:: Extracted text ::
== Segment start ==

This week I watched Don’t Look Up. I was impressed. Others may have different opinions, but to me it came across as a razor-sharp satire on the current zeitgiest, a social commentary of the highest order and a dark comedy with some solid science behind it. The scary part wasn’t the concept of a planet-killer comet arriving but the fact that much of the human conduct it portrayed was only barely hyperbolic. Ouch.
Of course it’s given me an opportunity to unleash my inner geek. What impressed me about the science was that, apart from a handful of exceptions (including the spaceflight sequences, but clearly for humorous purposes), the science was generally spot on, right down to the way that astronomical bodies are actually discovered. The orbital calculations in the opening scenes show how that part is really done, though of course these days astronomers use computers. One thing they didn’t show is the standard back-check, in which older astronomical photos are checked for signs of the new object, once its orbit is known. That has the double purpose of enabling further refinement of the orbit and allowing a certain amount of ‘damn, we didn’t spot it then’ to go on.

== Segment end ==

:: Source data ::

== Segment start ==

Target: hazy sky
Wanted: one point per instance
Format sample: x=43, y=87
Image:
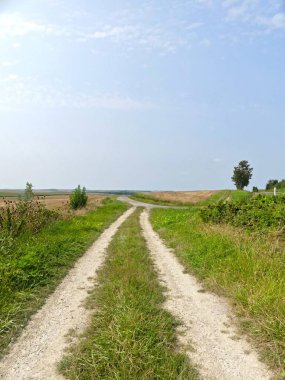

== Segment end ==

:: Task goal ::
Pick up the post about Don't Look Up and its science right after its last sentence and keep writing.

:: The answer ::
The idea of a large comet hitting Earth isn’t far-fetched. It’s happened before – which is why we’re here and the world isn’t populated by Mr T. Rex Esquire. Not something to lose sleep over: the risk of anything that big hitting in anyone’s lifetime is miniscule. But the chance of smaller objects striking is far higher and a ‘city buster’/’regional impact’ such as the Tunguska impactor of 1908 is quite plausible. Had it struck five hours later, it would have hit St Petersburg. Yah. NASA has recognised the point, though personally I think the name ‘Planetary Defense Coordination Office’ is far too bureaucratic. However, the super-cool name – SPACEGUARD – which Arthur C. Clarke coined in 1973 for his novel Rendezvous with Rama, has been taken (the SPACEGUARD website is here).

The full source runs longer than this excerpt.